Reproduce the listing below line for line, without changing anything.

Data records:
┌──

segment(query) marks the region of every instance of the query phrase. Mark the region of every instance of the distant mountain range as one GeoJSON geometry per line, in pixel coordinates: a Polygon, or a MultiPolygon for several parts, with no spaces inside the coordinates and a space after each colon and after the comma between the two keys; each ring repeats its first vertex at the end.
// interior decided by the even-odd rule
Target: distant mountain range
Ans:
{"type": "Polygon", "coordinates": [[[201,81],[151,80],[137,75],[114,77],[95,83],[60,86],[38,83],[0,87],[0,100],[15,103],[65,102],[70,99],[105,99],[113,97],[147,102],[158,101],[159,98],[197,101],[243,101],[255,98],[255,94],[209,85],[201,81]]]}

└──

### FINISHED TASK:
segment(query) marks the region of every instance of the query phrase. Mark the region of every instance of the distant mountain range as one GeoJSON geometry per line, in pixel coordinates: a Polygon, or a MultiPolygon for several parts, with no spaces inside the coordinates and a space after each colon and after the comma between the two keys; each ring repeats its first vertex at the end.
// interior decided by the even-odd rule
Target: distant mountain range
Ans:
{"type": "Polygon", "coordinates": [[[201,81],[151,80],[137,75],[114,77],[95,83],[60,86],[38,83],[0,87],[0,100],[15,103],[65,102],[70,99],[105,99],[113,97],[147,102],[158,101],[159,98],[197,101],[243,101],[255,98],[255,94],[209,85],[201,81]]]}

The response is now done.